* [Set exercise A] In the interview on legacy fundraising in Germany, how long does it take on average from first considering writing a will to actually writing one?

We’re excited to feature a conversation on legacygiving.eu with Nadine Shalala, CFRE on legacy fundraising in Germany. Besides founding the major donations and legacies group at the German Fundraising Association, Nadine is also the co-organizer of the Nachlass-Netzwerk, a network and platform for legacy fundraisers and administrators in German NGO’s. Our chat with Nadine provides a deep dive into the current state of legacy fundraising in Germany.
How would you describe the current situation of legacy fundraising in Germany? What kind of developments can you see?
Legacy fundraising in Germany is booming. For a considerable period, we lagged behind other nations such as the UK and Canada, but we have made remarkable progress in recent years. This isn’t solely due to the record sums being bequeathed in Germany. The overall acceptance of the concept has notably increased among organisations and donors alike. Interestingly, even NGOs that haven’t actively marketed in this segment are securing legacy donations – from both known and unknown donors. I think it would be nearly remiss for an organisation not to invest in legacy fundraising right now.
What challenges or obstacles do you see for legacy fundraising in Germany?
I believe the challenges are similar to those in other countries. Many individuals are aware of the option to leave charitable gifts in their wills. However, translating this awareness into action proves to be a significant challenge. Experience shows that, on average, it takes 15 years from initially considering writing a will to actually doing so. Moreover, often this initial will doesn’t even include a charitable organisation. This suggests that we need to discuss this option more often and with greater frequency. I am thinking on a large scale, such as through widespread radio and television advertising. Organisations need to position themselves as trustworthy partners, actively promoting legacy giving and looking after the legacies of their donors.
However, as more and more organisations actively promote legacy giving, they also need to differentiate themselves clearly from others and establish a distinct brand and vision for legacy donations. Simply saying: “give me your money”, won’t work.
Do you think the situation and circumstances for legacy giving in Germany differ from other European countries?
From my own experiences in Canada and Singapore (and as studies indicate), generally, fewer people in Germany donate to charitable organisations, and fewer still write a will, often assuming that German inheritance law will take care of everything. This naturally poses challenges for legacy giving. I also believe that we often lack the boldness seen elsewhere. When I observe legacy campaigns from other countries, many are funny and edgy. We Germans tend to be more reserved and risk-averse. I hope that in the forthcoming years, we will witness a shift towards more interesting and captivating campaigns.
Do you have an example of an organisation that set up legacy fundraising successfully? And what elements made/ makes them successful?

[Annotated coordinate rows]
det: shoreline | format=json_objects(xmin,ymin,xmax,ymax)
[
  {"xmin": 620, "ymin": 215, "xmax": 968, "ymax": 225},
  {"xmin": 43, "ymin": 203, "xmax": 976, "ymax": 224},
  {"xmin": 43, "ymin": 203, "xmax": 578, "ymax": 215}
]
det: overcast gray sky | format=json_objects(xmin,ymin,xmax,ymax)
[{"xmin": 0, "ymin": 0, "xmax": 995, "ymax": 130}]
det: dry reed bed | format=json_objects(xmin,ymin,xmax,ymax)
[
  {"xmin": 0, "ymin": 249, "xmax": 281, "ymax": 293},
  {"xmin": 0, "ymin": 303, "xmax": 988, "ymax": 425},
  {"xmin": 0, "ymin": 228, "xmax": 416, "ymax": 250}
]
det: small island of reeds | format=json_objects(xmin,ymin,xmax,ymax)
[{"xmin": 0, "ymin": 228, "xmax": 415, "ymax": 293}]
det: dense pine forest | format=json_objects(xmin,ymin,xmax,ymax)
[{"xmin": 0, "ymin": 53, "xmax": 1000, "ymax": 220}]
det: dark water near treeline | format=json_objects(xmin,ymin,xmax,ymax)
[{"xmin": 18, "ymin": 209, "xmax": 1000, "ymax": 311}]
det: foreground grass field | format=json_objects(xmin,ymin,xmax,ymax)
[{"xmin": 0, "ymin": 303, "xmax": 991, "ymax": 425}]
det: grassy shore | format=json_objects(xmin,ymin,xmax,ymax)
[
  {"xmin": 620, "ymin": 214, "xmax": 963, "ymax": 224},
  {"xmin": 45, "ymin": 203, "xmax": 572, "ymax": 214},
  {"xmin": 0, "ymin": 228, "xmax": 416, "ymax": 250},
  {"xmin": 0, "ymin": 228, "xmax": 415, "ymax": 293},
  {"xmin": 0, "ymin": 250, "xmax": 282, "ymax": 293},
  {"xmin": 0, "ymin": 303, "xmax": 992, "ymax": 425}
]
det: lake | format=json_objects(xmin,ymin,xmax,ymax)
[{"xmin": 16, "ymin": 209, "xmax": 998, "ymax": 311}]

* [Set exercise B] Update the rows from the line containing "det: foreground grass" through the end of the rows, replacing "grassy shore" with "grassy bank" and leaving everything else unchanged. Return only those lines.

* [Answer A] About 15 years.

* [Answer B]
det: foreground grass field | format=json_objects(xmin,ymin,xmax,ymax)
[{"xmin": 0, "ymin": 303, "xmax": 991, "ymax": 425}]
det: grassy bank | format=json_objects(xmin,ymin,xmax,ymax)
[
  {"xmin": 620, "ymin": 214, "xmax": 963, "ymax": 224},
  {"xmin": 45, "ymin": 203, "xmax": 572, "ymax": 214},
  {"xmin": 0, "ymin": 228, "xmax": 416, "ymax": 250},
  {"xmin": 0, "ymin": 228, "xmax": 415, "ymax": 293},
  {"xmin": 0, "ymin": 250, "xmax": 282, "ymax": 293},
  {"xmin": 0, "ymin": 303, "xmax": 992, "ymax": 425}
]
det: lake | format=json_objects(xmin,ymin,xmax,ymax)
[{"xmin": 16, "ymin": 209, "xmax": 998, "ymax": 311}]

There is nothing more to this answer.